EXERCISE DIRECTIONS> For each line below, check whether "white" is present. Report how many lines have it, nothing else.

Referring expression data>
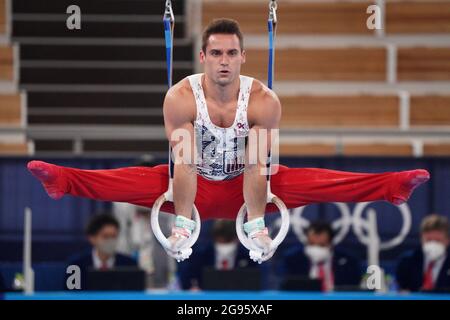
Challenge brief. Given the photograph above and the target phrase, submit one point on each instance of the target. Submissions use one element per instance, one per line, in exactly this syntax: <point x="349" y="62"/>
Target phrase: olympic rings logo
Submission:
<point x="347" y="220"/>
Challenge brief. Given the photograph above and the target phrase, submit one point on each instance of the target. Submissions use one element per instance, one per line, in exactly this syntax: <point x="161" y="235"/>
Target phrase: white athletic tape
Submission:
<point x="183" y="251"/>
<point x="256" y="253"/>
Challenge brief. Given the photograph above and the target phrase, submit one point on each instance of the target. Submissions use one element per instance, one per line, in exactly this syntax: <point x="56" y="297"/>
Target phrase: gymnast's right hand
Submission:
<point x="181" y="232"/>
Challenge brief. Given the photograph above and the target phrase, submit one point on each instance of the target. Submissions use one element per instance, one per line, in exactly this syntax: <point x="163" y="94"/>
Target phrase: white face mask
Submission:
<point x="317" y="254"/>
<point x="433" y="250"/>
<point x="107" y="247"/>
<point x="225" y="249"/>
---
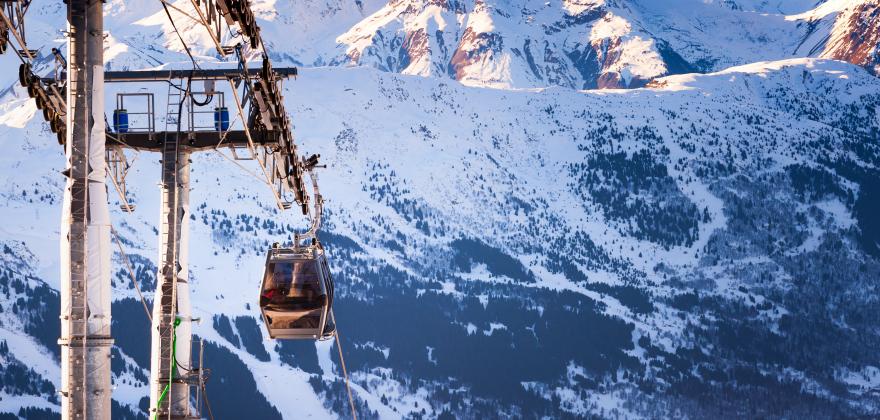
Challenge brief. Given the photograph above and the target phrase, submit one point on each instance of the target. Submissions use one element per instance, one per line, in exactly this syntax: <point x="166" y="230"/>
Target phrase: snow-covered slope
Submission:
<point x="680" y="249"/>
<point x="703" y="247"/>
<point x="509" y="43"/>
...
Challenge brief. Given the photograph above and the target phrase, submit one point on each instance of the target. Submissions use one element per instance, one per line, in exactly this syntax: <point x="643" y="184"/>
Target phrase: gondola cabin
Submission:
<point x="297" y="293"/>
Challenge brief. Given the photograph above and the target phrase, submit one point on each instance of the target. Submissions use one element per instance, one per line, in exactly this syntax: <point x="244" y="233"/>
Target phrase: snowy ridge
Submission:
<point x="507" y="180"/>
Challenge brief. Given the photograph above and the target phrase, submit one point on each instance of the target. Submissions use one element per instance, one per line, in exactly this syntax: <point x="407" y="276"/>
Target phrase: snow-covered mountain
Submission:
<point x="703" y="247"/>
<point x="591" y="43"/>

EXERCISE SOLUTION> 2